Work required
In the text below about Alan Greenspan's time as Fed chairman, how far did the Dow Jones Industrial Average fall on October 19, 1987?
## begin Extracted text
On August 11, 1987, the US Senate confirmed Alan Greenspan as chairman of the Board of Governors of the Federal Reserve System. Thirty years later, the fallout from that occasion is still being felt around the world as the central bank’s focus shifted under Greenspan from economics and the banking system to the financial industry.

Greenspan’s first speech as Fed chairman took place less than a month into his tenure when he dedicated the Jacksonville, Florida, branch of the Atlanta Fed. Some 73 miles (Dh117km) north of where he stood was Jekyll Island, Georgia, where the foundations of the Fed were first laid in November 1910.

Rather than look back at the Fed’s roots, however, Greenspan peered into its future: “We have entered the age of the truly global marketplace. Today the monetary policy decisions of our nation reverberate around the globe.”

Those words resonate today as policymakers worldwide struggle to extricate themselves from extraordinary levels of market intervention. How did we get to the point where central bankers endeavour to resolve structural issues with the power of the printing press?

Greenspan’s legacy provides the answers.

It is notable that in the days before the Senate vote, President Ronald Reagan cited the “banking system” as one of the Fed’s primary responsibilities. While Greenspan included banking system stability as one of the “instrumentalities” of the government’s designs of the Fed, he emphasised that the Fed was “NOT just another federal agency.” The Fed was also a leader “within the financial industry”.

It wouldn’t take long for the financial system to stress test Greenspan’s resolve. On October 19, 1987, the Dow Jones Industrial Average dropped 22.6 per cent in what remains the steepest one-day loss on record. From his first day in office to that October closing low, the Dow was down by 35 per cent.

Few recall that Greenspan was in the air on his way to Dallas during the worst of Black Monday’s sell-off. It wasn’t until he landed that he learnt of the day’s events. Compelled back to Washington due to the gravity of the situation, Greenspan issued the following statement in his name at 8.41am that Tuesday, less than an hour before stocks opened for trading: “The Federal Reserve, consistent with its responsibilities as the Nation’s central bank, affirmed today its readiness to serve as a source of liquidity to support the economic and financial system.”

Greenspan in turn gave new meaning to actions speaking louder than words. Via the Fed’s open market operations, interest rates were driven down by half a percentage that day.

Traders were electrified as this liquidity injection fuelled a strong rally. And this was just the beginning. As James Saft put it for Reuters in a 2012 retrospective on Black Monday, “The Fed kept at it in the coming months, operating quite publicly, and often giving trading desks advance notice, and repeatedly taking overnight interest rates lower.”

From the womb of his “advance notice”, the so-called Greenspan Put was born. In other words, investors were comfortable taking ever bigger risks knowing that Greenspan would bail out markets in times of trouble.

Greenspan’s dedication to contain investor losses would be tested time and again throughout his 18-year tenure. Over and over, he would rush to the rescue of investors who became increasingly reliant on Greenspan’s loss-mitigating interventions, placing his legacy at odds with the individual who served out the longest term as Fed chair, William McChesney Martin.
## end Extracted text
## begin Excerpted records
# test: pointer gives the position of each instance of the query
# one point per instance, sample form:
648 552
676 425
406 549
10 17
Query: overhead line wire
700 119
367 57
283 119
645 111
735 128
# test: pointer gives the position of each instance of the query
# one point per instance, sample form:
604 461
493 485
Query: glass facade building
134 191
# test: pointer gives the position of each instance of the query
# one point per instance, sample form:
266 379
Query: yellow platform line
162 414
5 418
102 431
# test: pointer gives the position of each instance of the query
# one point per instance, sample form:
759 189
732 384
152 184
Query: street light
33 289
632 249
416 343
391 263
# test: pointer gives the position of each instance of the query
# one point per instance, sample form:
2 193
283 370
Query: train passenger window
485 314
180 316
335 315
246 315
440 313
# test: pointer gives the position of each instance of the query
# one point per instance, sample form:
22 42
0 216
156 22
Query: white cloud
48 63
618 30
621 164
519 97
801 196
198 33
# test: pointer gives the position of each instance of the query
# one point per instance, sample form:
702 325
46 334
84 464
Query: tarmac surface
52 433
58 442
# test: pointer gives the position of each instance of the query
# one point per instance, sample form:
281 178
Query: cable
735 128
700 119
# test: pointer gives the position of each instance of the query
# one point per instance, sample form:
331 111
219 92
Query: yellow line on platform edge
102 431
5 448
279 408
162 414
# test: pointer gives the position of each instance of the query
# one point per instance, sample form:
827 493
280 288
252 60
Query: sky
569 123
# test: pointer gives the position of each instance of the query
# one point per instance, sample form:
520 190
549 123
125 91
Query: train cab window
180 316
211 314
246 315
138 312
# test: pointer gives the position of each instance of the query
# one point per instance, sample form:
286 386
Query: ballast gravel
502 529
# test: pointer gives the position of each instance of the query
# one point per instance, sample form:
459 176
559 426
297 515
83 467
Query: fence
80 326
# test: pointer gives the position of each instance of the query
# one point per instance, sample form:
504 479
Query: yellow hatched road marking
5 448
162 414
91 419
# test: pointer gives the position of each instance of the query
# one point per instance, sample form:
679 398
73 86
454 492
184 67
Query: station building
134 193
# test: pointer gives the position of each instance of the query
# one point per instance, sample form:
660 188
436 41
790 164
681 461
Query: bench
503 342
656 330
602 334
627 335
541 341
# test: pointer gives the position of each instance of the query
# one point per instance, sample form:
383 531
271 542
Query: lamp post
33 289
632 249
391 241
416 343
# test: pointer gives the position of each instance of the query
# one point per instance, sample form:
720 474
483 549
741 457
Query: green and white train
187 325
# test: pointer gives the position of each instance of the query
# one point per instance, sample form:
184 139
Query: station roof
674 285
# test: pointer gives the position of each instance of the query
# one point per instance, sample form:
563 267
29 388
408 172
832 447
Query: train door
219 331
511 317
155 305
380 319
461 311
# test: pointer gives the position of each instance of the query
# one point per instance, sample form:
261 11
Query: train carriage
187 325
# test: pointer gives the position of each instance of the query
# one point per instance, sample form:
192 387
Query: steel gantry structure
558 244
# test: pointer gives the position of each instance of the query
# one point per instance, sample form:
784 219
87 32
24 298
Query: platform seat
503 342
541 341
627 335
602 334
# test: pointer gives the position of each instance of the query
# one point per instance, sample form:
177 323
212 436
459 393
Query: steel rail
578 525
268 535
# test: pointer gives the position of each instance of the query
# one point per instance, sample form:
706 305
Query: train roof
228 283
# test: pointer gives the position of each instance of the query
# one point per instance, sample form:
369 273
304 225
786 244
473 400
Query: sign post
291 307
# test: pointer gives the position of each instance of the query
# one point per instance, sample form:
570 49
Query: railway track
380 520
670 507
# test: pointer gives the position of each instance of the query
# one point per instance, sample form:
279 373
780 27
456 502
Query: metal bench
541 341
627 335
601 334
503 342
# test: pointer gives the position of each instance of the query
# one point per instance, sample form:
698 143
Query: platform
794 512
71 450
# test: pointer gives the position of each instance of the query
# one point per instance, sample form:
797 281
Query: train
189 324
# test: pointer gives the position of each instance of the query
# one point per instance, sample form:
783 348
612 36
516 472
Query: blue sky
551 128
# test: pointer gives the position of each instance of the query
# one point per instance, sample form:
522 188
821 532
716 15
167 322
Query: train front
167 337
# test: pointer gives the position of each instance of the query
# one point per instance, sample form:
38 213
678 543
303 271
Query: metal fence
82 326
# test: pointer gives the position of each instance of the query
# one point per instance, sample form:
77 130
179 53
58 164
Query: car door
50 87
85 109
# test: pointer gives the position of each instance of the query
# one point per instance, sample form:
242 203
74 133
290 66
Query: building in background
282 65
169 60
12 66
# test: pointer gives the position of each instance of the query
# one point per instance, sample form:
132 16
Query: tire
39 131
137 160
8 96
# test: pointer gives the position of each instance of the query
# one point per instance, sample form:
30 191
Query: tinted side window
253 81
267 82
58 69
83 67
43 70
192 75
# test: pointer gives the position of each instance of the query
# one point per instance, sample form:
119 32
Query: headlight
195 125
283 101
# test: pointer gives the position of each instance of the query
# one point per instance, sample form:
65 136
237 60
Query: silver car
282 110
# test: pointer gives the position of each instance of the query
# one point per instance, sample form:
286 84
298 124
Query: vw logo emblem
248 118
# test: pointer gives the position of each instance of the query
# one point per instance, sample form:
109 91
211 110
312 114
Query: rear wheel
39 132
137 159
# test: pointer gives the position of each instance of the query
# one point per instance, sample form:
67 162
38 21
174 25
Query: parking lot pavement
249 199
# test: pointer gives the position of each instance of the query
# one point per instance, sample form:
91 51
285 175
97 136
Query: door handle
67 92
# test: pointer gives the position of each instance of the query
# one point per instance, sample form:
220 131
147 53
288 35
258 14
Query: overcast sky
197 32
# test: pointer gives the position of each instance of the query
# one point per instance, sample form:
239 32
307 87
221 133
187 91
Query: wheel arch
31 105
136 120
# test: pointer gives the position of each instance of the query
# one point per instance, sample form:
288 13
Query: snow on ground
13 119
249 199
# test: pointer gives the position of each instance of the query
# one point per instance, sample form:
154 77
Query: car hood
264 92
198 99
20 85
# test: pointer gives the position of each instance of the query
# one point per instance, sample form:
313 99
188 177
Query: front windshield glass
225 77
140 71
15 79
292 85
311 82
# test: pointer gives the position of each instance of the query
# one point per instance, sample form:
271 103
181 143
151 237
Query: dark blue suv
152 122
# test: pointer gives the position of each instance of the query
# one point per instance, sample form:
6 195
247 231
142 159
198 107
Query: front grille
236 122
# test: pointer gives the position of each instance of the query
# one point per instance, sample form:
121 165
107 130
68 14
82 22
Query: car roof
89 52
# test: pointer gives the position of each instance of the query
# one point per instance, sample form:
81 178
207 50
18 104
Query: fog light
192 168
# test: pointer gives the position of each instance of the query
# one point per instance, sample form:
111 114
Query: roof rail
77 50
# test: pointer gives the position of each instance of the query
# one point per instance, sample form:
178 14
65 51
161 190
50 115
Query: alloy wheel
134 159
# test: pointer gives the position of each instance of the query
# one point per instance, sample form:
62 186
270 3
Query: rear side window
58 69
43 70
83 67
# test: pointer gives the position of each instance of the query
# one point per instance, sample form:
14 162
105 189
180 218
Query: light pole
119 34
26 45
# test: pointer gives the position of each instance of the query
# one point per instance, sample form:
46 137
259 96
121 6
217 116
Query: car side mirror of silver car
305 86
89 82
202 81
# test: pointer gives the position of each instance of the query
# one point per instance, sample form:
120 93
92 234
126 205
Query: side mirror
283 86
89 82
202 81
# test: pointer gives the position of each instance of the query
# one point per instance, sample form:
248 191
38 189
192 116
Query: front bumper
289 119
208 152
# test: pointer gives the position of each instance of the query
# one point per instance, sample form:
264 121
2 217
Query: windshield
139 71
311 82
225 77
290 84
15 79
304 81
## end Excerpted records
Task response
22.6 percent